# Statements regarding Brownian motion experiment

1. Nov 25, 2013

### coconut62

1. The problem statement, all variables and given/known data

In an experiment to demonstrate Brownian motion in a gas, a brightly illuminated cell containing smoke is viewed under a microscope. The observer sees a large number of bright specks undergoing random motion.

A) Light is being scattered by gas molecules.
B) The larger the smoke particle, the greater is the speed of the bright specks.
C) The lower the smoke pressure of the gas, the more frequent are the direction changes of the bright specks
D) The higher the temperature of the gas, the faster is the motion of the bright specks.

2. Relevant equations

None

3. The attempt at a solution

I chose D, the answer is D.

D is obviously correct.
I know B is incorrect.

But I am not very sure about A and C.

"A) Light is scattered by gas molecules" Isn't that so? Light is reflected in many directions by many gas molecules so it is scattered.

"C) The lower the smoke pressure, the more frequent are the direction changes of the bright specks" If smoke pressure is lower, it means there are fewer smoke particles. But how does that affect the rate of direction changes?

2. Nov 25, 2013

### Staff: Mentor

Why has the experimenter introduced smoke into the jar? What else is in the jar apart from smoke? (Smoke is not dirty gas molecules.)

3. Nov 26, 2013

### coconut62

The experimenter wanted to observe the motion of the smoke particles?
Apart from smoke there's air molecules in the jar.

Regarding my concern about choice A), I think the gas molecules means air molecules?

4. Nov 26, 2013

### ehild

Yes, it might be air or some other gas, but not the smoke. The smoke particles perform random "Brownian" motion as the gas molecules hit them in random directions. See, for example, http://en.wikipedia.org/wiki/Brownian_motion and the experiment dust particles in air here

The light might be scattered by the air molecules, too, but scattering is most effective when the wavelength of light is comparable to the size of the particle. That is true for the dust particles, so we see them bright as the light scattered from them reaches our eyes.
As for C) The number of the smoke particles in a given volume is much lower than the number of the gas molecules. The direction of motion of a bright speck (dust particle) changes if it is hit by a gas molecule. Of course, two dust particles can also collide but it is much less frequent than collision with air molecules.

ehild

Last edited by a moderator: Sep 25, 2014
5. Nov 26, 2013

### Staff: Mentor

It is not necessary that the gas be air here.

Although we know how light can be scattered by gas molecules, this experiment is not a demonstration of light being scattered by gas molecules. So that is why (A) is not the most/best correct answer.

6. Nov 26, 2013

### coconut62

Do you mean that when there are less smoke particles, the probability of one particle being bombarded by gas molecules increase so its change of speed increases?

7. Nov 26, 2013

### haruspex

No, ehild means that the gas molecules so vastly outnumber the smoke molecules that collisions between smoke molecules are irrelevant.
I would add that for the same reason, what the gas molecules do, in aggregate, is barely affected by the smoke molecules.
Therefore what you observe for one smoke molecule is unrelated to the number of smoke molecules.

8. Nov 26, 2013

### ehild

No, I did not mean so. Haruspex explained exactly what I meant
By the way, it is strange to speak about "smoke pressure" in the experiment.

ehild

Last edited: Nov 26, 2013

------------------------

- _TASK DESCRIPTION_
Copy word for word the part of the Brownian motion thread starting with "As for C) The" and going on through "most/best correct answer.".

------------------------

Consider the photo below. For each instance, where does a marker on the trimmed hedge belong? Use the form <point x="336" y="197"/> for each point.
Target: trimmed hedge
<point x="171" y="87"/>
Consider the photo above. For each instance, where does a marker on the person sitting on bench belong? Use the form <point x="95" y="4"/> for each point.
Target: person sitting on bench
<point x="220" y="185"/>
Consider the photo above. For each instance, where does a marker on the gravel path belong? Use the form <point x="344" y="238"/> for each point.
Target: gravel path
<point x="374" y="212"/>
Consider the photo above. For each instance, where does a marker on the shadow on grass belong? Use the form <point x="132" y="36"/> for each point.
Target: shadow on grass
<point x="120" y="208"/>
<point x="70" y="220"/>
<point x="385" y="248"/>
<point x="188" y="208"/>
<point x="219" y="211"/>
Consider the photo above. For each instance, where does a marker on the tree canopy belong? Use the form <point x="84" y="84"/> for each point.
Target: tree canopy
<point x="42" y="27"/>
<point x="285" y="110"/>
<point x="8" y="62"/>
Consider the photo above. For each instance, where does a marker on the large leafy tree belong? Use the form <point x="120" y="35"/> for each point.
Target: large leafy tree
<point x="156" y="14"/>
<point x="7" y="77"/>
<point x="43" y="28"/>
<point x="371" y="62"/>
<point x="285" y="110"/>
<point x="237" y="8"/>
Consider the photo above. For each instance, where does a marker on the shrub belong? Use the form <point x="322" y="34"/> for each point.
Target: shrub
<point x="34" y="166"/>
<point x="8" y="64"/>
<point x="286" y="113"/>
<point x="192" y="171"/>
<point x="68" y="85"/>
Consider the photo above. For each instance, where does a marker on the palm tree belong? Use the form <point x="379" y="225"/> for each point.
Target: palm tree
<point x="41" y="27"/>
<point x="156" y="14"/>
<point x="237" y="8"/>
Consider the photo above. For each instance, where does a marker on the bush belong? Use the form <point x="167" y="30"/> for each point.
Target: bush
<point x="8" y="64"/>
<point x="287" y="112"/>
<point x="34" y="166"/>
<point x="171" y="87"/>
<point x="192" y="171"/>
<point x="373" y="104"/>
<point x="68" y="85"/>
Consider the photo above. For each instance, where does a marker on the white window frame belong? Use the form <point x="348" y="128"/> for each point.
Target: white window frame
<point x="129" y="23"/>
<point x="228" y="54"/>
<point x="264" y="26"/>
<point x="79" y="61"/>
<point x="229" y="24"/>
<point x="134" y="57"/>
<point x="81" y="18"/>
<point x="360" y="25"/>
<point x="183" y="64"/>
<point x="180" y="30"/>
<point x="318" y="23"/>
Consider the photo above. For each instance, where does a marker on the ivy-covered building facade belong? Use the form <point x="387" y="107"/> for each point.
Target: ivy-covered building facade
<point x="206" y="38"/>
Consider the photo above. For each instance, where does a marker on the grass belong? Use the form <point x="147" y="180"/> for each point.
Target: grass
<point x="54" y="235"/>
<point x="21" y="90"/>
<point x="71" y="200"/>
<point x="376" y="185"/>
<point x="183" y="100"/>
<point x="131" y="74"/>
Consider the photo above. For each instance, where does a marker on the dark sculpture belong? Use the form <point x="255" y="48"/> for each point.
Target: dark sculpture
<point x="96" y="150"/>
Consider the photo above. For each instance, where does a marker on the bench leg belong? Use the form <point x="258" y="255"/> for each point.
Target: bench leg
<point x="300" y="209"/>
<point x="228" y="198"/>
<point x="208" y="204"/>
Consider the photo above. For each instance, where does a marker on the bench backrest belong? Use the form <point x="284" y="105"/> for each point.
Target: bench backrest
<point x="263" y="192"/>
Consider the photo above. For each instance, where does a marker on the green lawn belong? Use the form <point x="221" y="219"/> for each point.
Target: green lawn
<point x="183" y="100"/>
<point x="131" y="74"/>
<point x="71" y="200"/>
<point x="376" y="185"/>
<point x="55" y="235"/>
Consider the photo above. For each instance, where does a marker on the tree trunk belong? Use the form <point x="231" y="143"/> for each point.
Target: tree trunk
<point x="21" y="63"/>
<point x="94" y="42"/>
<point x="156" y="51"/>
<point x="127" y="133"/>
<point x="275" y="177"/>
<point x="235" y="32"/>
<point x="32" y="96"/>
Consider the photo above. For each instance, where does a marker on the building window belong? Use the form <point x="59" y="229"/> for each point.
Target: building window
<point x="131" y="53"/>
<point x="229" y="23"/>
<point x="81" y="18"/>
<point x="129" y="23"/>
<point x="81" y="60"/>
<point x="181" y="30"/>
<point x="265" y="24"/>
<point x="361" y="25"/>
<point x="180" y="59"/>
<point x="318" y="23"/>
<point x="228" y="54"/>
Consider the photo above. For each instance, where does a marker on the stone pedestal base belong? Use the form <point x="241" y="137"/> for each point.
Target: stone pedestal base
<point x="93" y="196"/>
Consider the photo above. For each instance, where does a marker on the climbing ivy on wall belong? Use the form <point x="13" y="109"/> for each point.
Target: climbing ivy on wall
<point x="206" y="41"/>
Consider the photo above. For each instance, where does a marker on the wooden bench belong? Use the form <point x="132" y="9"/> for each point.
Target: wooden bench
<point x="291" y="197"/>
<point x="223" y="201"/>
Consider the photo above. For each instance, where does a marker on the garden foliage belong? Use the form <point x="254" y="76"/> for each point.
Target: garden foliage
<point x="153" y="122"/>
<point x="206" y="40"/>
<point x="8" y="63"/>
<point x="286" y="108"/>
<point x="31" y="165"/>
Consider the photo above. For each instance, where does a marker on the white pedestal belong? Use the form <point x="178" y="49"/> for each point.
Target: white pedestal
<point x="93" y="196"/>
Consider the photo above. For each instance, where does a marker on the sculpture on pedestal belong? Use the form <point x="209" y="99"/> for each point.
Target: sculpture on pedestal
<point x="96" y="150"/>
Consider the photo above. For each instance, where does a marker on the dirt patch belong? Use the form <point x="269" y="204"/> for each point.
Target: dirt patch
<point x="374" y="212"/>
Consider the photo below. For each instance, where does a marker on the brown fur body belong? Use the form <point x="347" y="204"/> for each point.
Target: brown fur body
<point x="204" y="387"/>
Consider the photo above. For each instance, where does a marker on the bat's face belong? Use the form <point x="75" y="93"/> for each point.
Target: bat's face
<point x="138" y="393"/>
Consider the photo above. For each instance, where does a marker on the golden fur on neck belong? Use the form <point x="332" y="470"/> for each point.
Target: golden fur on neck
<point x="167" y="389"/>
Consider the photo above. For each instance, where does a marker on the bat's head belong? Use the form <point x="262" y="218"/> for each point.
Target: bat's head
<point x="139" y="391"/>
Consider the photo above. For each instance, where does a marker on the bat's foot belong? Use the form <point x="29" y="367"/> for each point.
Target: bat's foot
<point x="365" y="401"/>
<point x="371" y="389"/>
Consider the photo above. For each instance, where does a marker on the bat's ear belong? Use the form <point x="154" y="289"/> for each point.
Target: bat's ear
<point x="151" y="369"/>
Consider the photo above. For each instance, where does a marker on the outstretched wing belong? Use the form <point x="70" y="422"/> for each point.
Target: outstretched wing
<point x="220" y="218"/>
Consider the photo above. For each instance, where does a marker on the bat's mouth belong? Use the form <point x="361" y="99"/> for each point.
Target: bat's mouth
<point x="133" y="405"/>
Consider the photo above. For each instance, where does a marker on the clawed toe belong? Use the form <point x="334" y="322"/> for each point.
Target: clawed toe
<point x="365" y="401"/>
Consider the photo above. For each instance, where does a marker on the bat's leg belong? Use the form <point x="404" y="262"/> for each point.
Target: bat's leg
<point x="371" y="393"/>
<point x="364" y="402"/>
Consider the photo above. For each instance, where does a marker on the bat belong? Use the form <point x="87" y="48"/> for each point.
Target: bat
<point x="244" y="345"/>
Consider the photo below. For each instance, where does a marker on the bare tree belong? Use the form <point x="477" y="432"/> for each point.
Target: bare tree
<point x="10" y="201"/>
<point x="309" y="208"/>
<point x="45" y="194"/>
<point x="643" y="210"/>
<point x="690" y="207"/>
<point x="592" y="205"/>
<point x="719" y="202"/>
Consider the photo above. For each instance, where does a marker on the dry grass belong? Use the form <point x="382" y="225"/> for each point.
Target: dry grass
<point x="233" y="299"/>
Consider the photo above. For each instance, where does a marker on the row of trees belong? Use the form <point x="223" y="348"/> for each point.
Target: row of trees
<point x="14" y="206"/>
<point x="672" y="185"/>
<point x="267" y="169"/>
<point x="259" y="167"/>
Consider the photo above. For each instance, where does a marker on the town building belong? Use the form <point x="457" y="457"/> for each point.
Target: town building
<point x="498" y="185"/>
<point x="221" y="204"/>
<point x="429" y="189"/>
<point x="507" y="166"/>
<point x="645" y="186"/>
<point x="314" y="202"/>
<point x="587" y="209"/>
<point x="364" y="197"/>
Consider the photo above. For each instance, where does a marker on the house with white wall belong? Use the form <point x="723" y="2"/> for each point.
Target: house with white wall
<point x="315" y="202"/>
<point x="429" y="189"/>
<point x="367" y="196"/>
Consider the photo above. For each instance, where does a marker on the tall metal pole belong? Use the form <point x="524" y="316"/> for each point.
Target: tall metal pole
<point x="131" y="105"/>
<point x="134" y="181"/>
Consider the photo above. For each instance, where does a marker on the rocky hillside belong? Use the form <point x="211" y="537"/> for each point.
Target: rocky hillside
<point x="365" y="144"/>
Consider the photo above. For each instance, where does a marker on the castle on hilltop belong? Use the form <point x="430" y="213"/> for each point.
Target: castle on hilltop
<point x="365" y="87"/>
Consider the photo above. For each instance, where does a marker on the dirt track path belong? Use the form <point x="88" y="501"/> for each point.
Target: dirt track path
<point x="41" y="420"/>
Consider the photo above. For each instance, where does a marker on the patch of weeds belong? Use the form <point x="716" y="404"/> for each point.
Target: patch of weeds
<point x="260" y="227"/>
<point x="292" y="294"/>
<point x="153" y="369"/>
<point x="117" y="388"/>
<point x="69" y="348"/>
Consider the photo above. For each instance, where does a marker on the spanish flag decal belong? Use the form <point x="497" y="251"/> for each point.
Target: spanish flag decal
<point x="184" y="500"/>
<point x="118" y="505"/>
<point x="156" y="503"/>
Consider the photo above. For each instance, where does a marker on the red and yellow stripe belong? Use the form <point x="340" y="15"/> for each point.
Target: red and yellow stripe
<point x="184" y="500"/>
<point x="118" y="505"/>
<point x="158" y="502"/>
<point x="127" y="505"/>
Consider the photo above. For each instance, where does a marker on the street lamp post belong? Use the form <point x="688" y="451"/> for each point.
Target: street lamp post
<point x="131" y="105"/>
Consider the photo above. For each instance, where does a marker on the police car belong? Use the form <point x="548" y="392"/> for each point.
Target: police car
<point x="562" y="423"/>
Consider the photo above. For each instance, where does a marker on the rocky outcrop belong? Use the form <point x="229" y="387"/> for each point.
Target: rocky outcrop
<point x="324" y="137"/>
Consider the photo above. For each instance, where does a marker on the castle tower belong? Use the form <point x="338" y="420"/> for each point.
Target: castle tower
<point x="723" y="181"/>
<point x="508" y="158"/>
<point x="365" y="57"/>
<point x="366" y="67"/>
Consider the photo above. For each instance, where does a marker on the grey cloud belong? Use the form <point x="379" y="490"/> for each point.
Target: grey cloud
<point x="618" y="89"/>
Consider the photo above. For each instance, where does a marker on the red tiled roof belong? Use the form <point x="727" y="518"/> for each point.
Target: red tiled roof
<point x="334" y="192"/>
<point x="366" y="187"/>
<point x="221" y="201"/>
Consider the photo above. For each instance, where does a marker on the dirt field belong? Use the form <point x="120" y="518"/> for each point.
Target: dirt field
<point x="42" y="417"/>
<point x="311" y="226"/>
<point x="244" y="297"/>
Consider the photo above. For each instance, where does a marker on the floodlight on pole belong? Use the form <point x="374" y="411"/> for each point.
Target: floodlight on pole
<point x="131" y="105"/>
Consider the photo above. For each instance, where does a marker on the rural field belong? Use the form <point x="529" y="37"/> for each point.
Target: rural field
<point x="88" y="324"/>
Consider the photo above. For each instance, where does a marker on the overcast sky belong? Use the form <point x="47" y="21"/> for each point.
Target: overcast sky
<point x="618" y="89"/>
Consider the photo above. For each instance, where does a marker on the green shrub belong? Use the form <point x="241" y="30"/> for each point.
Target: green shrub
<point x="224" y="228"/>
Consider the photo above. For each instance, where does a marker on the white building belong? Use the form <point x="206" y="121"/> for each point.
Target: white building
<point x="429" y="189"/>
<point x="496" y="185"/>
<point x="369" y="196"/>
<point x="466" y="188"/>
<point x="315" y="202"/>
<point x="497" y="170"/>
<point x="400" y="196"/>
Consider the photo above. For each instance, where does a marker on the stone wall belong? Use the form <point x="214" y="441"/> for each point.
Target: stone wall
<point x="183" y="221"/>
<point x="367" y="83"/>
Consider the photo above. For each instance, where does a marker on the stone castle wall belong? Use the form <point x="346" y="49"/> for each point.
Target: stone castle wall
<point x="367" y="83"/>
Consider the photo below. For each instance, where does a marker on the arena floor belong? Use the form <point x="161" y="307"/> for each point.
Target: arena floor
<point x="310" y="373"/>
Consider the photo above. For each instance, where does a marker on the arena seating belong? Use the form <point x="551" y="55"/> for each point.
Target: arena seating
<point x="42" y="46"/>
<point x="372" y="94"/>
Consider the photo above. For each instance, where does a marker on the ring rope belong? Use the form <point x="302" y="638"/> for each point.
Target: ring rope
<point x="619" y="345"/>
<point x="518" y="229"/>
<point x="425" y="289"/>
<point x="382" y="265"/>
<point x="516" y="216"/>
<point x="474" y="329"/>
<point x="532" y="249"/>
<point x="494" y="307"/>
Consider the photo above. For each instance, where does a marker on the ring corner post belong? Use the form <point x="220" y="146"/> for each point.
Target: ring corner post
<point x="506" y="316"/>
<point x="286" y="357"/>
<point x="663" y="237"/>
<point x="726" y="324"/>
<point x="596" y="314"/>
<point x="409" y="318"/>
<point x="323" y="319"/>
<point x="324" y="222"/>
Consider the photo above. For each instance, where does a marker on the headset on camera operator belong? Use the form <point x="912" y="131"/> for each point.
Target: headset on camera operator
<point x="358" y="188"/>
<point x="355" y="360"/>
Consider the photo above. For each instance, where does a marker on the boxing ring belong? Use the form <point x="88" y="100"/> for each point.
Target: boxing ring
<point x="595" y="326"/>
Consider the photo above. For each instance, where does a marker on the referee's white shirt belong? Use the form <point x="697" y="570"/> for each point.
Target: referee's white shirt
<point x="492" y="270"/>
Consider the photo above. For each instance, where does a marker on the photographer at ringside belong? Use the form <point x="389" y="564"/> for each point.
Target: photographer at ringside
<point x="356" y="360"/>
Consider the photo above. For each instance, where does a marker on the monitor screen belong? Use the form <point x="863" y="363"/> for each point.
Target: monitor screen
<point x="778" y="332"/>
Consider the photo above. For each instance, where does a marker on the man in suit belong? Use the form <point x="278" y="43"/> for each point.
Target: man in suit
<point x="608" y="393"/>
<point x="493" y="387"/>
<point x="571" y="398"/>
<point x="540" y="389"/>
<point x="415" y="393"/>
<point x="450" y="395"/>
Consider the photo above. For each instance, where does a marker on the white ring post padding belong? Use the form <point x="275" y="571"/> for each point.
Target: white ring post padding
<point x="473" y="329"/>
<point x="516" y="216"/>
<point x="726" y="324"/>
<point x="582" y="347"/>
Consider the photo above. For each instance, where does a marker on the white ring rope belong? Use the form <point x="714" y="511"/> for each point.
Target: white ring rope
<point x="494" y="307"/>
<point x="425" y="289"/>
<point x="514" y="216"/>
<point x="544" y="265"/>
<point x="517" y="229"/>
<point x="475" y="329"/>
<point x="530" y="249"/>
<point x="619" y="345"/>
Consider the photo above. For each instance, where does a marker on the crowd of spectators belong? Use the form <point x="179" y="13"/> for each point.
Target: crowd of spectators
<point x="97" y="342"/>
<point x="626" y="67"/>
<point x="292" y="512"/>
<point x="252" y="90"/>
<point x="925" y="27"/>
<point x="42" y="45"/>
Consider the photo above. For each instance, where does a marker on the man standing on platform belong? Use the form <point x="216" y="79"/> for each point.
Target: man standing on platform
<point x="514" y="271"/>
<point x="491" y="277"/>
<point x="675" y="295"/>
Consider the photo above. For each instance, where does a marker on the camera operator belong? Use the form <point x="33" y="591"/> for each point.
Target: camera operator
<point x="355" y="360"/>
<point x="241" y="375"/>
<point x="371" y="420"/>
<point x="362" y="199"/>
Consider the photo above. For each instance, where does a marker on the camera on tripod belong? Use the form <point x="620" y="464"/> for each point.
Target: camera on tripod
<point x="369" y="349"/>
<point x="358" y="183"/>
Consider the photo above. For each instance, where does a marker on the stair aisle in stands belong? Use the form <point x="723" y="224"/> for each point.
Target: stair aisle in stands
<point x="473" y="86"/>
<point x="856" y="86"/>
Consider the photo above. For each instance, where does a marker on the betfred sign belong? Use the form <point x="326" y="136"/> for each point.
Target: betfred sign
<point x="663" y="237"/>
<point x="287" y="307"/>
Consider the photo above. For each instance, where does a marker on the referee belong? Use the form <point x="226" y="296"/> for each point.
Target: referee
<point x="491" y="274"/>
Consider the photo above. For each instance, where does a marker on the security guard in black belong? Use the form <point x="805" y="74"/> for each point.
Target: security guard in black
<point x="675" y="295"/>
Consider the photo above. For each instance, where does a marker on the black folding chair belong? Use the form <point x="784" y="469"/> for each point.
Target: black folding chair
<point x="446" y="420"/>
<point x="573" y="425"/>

------------------------

- _WRITTEN RESPONSE_
As for C) The number of the smoke particles in a given volume is much lower than the number of the gas molecules. The direction of motion of a bright speck (dust particle) changes if it is hit by a gas molecule. Of course, two dust particles can also collide but it is much less frequent than collision with air molecules.

ehild

Last edited by a moderator: Sep 25, 2014
5. Nov 26, 2013

### Staff: Mentor

It is not necessary that the gas be air here.

Although we know how light can be scattered by gas molecules, this experiment is not a demonstration of light being scattered by gas molecules. So that is why (A) is not the most/best correct answer.